Point placement records:
◇ ◇ ◇ ◇
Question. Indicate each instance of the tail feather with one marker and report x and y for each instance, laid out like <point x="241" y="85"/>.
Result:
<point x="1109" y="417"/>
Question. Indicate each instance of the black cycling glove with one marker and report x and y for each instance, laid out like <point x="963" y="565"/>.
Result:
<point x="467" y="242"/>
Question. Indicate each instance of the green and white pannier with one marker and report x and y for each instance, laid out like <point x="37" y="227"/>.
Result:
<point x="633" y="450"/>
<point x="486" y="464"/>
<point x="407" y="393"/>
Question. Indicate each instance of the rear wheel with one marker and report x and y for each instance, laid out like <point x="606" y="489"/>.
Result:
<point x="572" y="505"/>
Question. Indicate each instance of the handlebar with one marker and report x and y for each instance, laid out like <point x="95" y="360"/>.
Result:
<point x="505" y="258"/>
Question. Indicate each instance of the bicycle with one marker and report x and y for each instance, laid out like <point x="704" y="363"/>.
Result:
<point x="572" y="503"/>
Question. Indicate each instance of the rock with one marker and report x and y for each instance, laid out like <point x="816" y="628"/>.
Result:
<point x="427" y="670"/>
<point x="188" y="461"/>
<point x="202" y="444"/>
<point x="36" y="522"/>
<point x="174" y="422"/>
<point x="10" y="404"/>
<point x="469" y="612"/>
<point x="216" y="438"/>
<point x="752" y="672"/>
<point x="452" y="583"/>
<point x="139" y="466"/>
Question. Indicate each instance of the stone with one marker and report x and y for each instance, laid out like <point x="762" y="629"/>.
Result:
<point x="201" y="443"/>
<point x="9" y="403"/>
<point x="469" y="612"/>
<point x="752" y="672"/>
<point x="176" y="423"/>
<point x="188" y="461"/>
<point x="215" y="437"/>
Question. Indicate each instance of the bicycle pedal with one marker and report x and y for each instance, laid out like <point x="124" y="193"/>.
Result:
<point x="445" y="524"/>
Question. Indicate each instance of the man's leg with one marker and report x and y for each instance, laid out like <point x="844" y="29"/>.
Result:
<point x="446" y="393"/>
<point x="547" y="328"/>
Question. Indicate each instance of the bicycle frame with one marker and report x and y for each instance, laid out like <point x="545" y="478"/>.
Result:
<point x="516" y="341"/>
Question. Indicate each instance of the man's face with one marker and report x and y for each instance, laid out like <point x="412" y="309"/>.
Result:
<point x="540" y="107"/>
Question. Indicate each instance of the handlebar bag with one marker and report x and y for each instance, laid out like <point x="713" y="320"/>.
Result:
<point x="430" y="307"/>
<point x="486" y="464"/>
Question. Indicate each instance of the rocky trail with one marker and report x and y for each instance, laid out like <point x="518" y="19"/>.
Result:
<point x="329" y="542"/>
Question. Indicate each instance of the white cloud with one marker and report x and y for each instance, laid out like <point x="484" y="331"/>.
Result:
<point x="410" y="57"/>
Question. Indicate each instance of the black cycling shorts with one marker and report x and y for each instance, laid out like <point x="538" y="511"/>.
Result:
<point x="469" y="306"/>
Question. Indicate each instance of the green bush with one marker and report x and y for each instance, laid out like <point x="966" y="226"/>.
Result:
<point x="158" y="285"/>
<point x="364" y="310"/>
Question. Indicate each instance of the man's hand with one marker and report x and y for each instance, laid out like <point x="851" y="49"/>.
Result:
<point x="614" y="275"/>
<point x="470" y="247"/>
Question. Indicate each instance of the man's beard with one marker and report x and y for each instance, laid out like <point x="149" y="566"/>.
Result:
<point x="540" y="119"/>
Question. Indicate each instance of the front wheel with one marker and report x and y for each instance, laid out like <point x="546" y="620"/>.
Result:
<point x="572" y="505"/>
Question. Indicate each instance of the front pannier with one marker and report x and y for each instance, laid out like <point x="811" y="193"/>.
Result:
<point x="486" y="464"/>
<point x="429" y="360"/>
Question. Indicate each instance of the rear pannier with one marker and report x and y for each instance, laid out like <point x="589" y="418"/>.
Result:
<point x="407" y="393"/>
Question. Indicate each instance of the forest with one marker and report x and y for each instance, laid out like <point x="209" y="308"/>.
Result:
◇ ◇ ◇ ◇
TO DO: Everything from the line that contains "Question. Indicate each instance of the man's hand" through the end of the records must be duplicated exactly, and nothing outside that range.

COMPLETE RESPONSE:
Question. Indicate each instance of the man's hand with one marker and report x and y for each instance, laid out like <point x="851" y="49"/>.
Result:
<point x="614" y="275"/>
<point x="470" y="247"/>
Question. Indicate each instance of the man's beard with one marker and report x and y for each instance, laid out like <point x="149" y="566"/>.
Result:
<point x="540" y="119"/>
Question. Indicate each instance of the front wheel with one marker and report x and y for each instance, laid out like <point x="546" y="620"/>.
Result:
<point x="572" y="505"/>
Question. Indicate each instance of the front pannier with one marker and report x and y for each instance, laid out like <point x="811" y="193"/>.
Result:
<point x="486" y="464"/>
<point x="429" y="360"/>
Question. Indicate each instance of the rear pannier with one marker and report x and y for each instance, laid out like <point x="589" y="418"/>.
Result:
<point x="407" y="393"/>
Question. Indicate each instance of the forest with one marker and report x and y for each instance, laid out like <point x="209" y="308"/>.
Result:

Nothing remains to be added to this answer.